- _Dataset items_

****

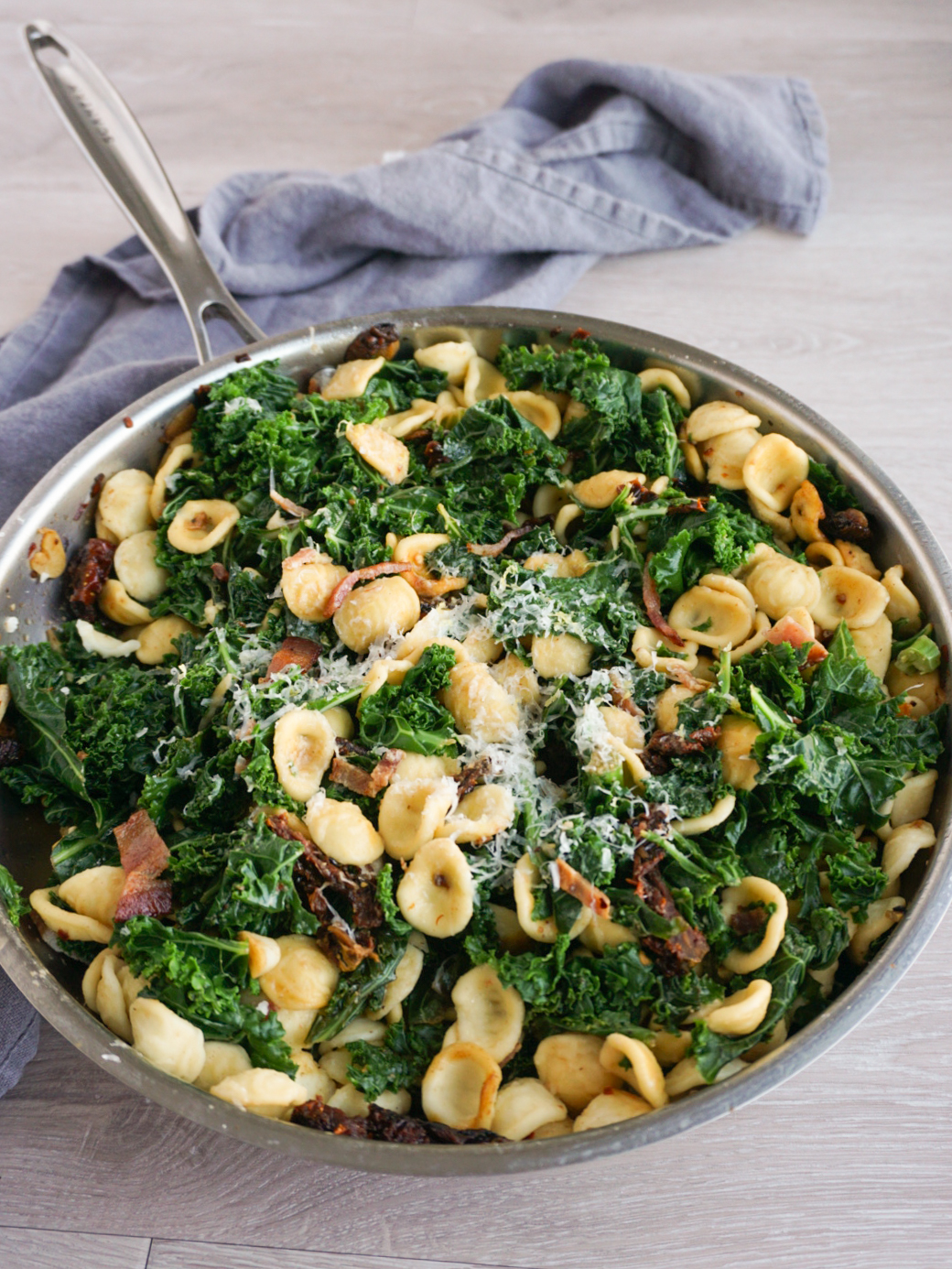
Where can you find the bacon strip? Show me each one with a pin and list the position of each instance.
(144, 857)
(571, 881)
(494, 548)
(86, 578)
(287, 505)
(367, 783)
(790, 631)
(347, 584)
(294, 651)
(653, 607)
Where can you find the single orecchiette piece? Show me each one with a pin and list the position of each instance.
(136, 568)
(712, 618)
(221, 1061)
(157, 640)
(386, 605)
(437, 891)
(304, 749)
(780, 584)
(68, 926)
(613, 1105)
(540, 410)
(118, 605)
(555, 655)
(453, 358)
(715, 419)
(635, 1062)
(524, 1107)
(568, 1065)
(525, 880)
(380, 450)
(308, 580)
(411, 812)
(343, 831)
(488, 1014)
(755, 890)
(903, 605)
(741, 1013)
(725, 454)
(49, 559)
(774, 470)
(263, 1091)
(179, 452)
(460, 1087)
(480, 706)
(848, 595)
(351, 378)
(168, 1041)
(94, 891)
(124, 503)
(304, 977)
(600, 492)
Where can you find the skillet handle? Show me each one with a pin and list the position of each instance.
(107, 132)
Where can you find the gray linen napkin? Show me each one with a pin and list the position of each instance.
(584, 160)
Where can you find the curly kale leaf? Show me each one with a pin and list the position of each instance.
(399, 1062)
(688, 545)
(406, 715)
(12, 897)
(202, 980)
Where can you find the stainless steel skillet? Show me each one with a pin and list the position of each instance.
(122, 155)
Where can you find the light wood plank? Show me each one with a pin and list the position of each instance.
(52, 1249)
(850, 1163)
(220, 1255)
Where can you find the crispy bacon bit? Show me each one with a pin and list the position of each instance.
(571, 881)
(367, 783)
(144, 855)
(86, 576)
(294, 651)
(653, 607)
(383, 1124)
(473, 775)
(347, 584)
(495, 548)
(381, 341)
(287, 505)
(849, 526)
(665, 745)
(682, 950)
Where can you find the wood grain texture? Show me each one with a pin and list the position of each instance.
(52, 1249)
(849, 1164)
(219, 1255)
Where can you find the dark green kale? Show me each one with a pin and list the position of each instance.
(399, 1062)
(12, 897)
(202, 980)
(407, 715)
(688, 545)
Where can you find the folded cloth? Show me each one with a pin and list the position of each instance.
(584, 160)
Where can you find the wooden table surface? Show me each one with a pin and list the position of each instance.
(850, 1163)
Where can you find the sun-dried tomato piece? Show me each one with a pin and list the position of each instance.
(86, 576)
(381, 341)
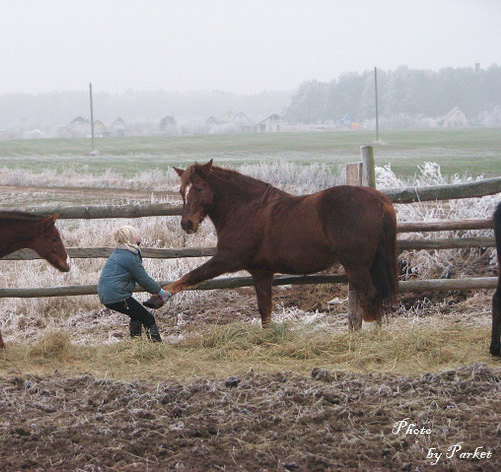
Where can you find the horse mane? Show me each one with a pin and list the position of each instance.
(242, 182)
(21, 216)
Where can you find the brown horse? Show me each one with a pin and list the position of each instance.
(495, 347)
(20, 230)
(264, 230)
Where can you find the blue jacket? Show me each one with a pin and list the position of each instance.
(119, 276)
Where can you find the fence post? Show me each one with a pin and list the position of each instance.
(368, 167)
(359, 173)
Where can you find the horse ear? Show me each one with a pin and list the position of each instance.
(204, 170)
(49, 221)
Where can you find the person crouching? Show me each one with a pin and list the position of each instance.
(122, 271)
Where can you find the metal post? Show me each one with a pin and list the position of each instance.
(377, 114)
(368, 166)
(91, 118)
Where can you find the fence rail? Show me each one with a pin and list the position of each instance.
(399, 195)
(238, 282)
(157, 253)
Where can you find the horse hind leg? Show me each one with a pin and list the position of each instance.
(262, 284)
(495, 347)
(361, 280)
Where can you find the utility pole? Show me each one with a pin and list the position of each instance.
(377, 114)
(93, 151)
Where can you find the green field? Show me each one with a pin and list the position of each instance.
(475, 151)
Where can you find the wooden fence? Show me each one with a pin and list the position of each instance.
(363, 171)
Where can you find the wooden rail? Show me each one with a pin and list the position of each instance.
(155, 253)
(237, 282)
(399, 195)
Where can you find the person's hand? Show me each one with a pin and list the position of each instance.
(165, 295)
(157, 301)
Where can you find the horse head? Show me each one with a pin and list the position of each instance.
(197, 195)
(47, 243)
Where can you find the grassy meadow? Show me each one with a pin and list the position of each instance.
(476, 151)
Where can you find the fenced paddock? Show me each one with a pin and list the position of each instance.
(401, 196)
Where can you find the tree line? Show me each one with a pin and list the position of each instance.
(402, 91)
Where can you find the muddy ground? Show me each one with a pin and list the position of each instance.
(272, 422)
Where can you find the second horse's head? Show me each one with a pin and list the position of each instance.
(197, 195)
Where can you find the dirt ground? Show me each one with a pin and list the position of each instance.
(274, 422)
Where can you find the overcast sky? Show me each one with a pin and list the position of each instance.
(241, 46)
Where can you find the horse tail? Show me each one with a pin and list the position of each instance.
(384, 270)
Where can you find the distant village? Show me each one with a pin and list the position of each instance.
(227, 123)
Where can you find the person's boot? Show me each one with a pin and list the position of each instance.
(135, 328)
(153, 333)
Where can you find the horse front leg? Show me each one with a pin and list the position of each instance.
(495, 347)
(262, 284)
(218, 265)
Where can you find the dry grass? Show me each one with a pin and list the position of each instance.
(405, 348)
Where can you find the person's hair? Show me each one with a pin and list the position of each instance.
(127, 235)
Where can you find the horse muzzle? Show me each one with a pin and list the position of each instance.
(189, 226)
(65, 265)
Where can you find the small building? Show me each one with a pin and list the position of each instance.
(168, 125)
(99, 128)
(228, 123)
(454, 119)
(118, 128)
(271, 124)
(78, 127)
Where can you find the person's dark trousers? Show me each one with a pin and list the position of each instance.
(137, 313)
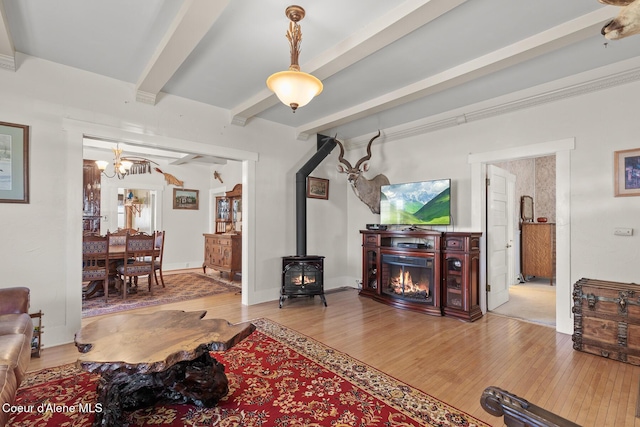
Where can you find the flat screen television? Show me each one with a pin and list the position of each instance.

****

- _PROBLEM REQUIREMENTS_
What is needed is an exact copy of the entries, without any images.

- _RESPONSE_
Where can you find the bacon strip? Show me each one with a pin and list the position of each instance.
(144, 857)
(571, 881)
(494, 548)
(86, 578)
(287, 505)
(367, 783)
(790, 631)
(347, 584)
(294, 651)
(653, 607)
Where can you find the single orecchiette piece? Show me each one with a pin and list the position of each instance.
(136, 568)
(712, 618)
(221, 1061)
(157, 640)
(386, 605)
(437, 891)
(304, 749)
(780, 584)
(68, 926)
(613, 1105)
(540, 410)
(118, 605)
(555, 655)
(453, 358)
(715, 419)
(635, 1062)
(524, 1107)
(568, 1065)
(525, 880)
(380, 450)
(308, 580)
(411, 812)
(343, 831)
(488, 1014)
(755, 890)
(903, 605)
(741, 1013)
(725, 454)
(49, 559)
(774, 470)
(263, 1091)
(179, 452)
(460, 1087)
(480, 706)
(848, 595)
(351, 378)
(168, 1041)
(94, 891)
(124, 503)
(304, 977)
(600, 492)
Where can you find the skillet handle? Show me each one with a pin and list the position of each instance.
(107, 132)
Where can you find the gray linen napkin? Show me each one with a pin and list the position of each instance.
(584, 160)
Where can you find the curly kale leaf? Show me each one with a pin and list the position of each instance.
(399, 1062)
(688, 545)
(406, 715)
(12, 897)
(202, 980)
Where can you find the stainless steel skillet? Show me each one with a pin and list the position of each instance.
(122, 155)
Where can you find the light wood plank? Show me each one with a pin and list the position of each instance.
(52, 1249)
(850, 1163)
(220, 1255)
Where can you find the crispy bacon bit? Show me each one with a pin and list the position of each instance.
(571, 881)
(367, 783)
(144, 855)
(86, 576)
(294, 651)
(653, 607)
(383, 1124)
(473, 775)
(347, 584)
(495, 548)
(381, 341)
(287, 505)
(849, 526)
(665, 745)
(682, 950)
Where can you find the wood grain texture? Show me each one with a pin and list the position of each instance.
(52, 1249)
(849, 1164)
(219, 1255)
Where can you find the dark green kale? Show me each one with a pin and list the position of each instance.
(399, 1062)
(12, 897)
(202, 980)
(407, 715)
(688, 545)
Where can you find the folded cloth? Show me each one with a pin and list the position of each instance.
(584, 160)
Where can you find the wooden table surface? Show me each one with a pin and list the position of each instance.
(850, 1163)
Where can you find the sun-dried tomato piece? Show me each one with a pin and list the position of each instance.
(86, 576)
(381, 341)
Where can you find the horse mane? Show me each one with a pin and list the position of each instance.
(242, 182)
(21, 216)
Where can you find the brown horse? Show me each one with a pin and list the position of each instance.
(495, 347)
(20, 230)
(264, 230)
Where can you find the blue jacket? Show me each one with a pin and list the position of each instance.
(119, 276)
Where can you find the fence post? Show me each one with a pin and list the position of each instance.
(368, 167)
(359, 173)
Where can you find the horse ear? Show me each one with a pin and list the position of each instance.
(204, 170)
(49, 221)
Where can you find the person crouching? Show me each one with a pin and list the position of each instance.
(122, 271)
Where can you find the metal post? Show me each one with a pin and list the position of each instance.
(377, 114)
(368, 166)
(91, 118)
Where can you find the fence rail? Show me each one with a pin and list the position of each instance.
(399, 195)
(238, 282)
(157, 253)
Where can you find the horse hind leg? Show me each one with a pin and list the position of each instance.
(262, 284)
(495, 347)
(361, 280)
Where can you find the utility pole? Show me each one with a pin and list the position of each instance.
(377, 114)
(93, 151)
Where can you find the green field? Show me each one with a pin and list the position of each instance.
(475, 151)
Where can you find the wooden fence? Show me each one with a pin and list the position of each instance.
(363, 171)
Where can you find the wooden rail? Show me each one with a pin and list the position of each instance.
(155, 253)
(237, 282)
(399, 195)
Where can you find the person's hand? Show me each one with a pin and list the position of each instance.
(165, 295)
(157, 301)
Where can you find the horse head? Show me each one with a pin and list the position of each instance.
(197, 195)
(47, 243)
Where can you find the grassy meadow? Show me each one with a pin and list the position of each instance.
(476, 151)
Where can you find the fenced paddock? Show me each one with a pin and list the position of each instance.
(401, 196)
Where can you find the tree line? Show me each one with a pin and list the position of each instance.
(402, 91)
Where can you find the muddy ground? Show me each one with a pin and list the position of each instance.
(272, 422)
Where can you find the second horse's head? Show me each one with a pin and list the position of each instance.
(197, 195)
Where can you find the dirt ground? Show me each one with a pin and list the position of each instance.
(274, 422)
Where can you find the overcast sky? Show me each one with a pin and list the position of each instance.
(241, 46)
Where can you find the horse tail? Show me each one with a pin and list the position of each instance.
(384, 270)
Where can you find the distant village? Show me each one with a pin and list the position of each instance.
(227, 123)
Where can you find the person's boot? Show me each one with a pin and list the position of each instance.
(135, 328)
(153, 333)
Where can you find the horse front leg? Show me each one with a pin and list the position of each instance.
(495, 347)
(262, 284)
(218, 265)
Where can you find the dry grass? Show me each one with a pin and list the position of each instance.
(405, 348)
Where can you find the person's hair? Show me each one with a pin and list the position of each instance.
(127, 235)
Where can you find the horse muzzle? Show me each one with a pin and list the position of each instance.
(189, 226)
(65, 265)
Where can you find the small building? Show me each one with a pin and list the position of each instance.
(168, 125)
(99, 128)
(228, 123)
(454, 119)
(118, 128)
(271, 124)
(78, 127)
Where can you find the person's dark trousers? Show me each one with a pin and list the position of each instance.
(137, 313)
Where can you find the flat screen television? Show me each one with a pin and list the position of each instance.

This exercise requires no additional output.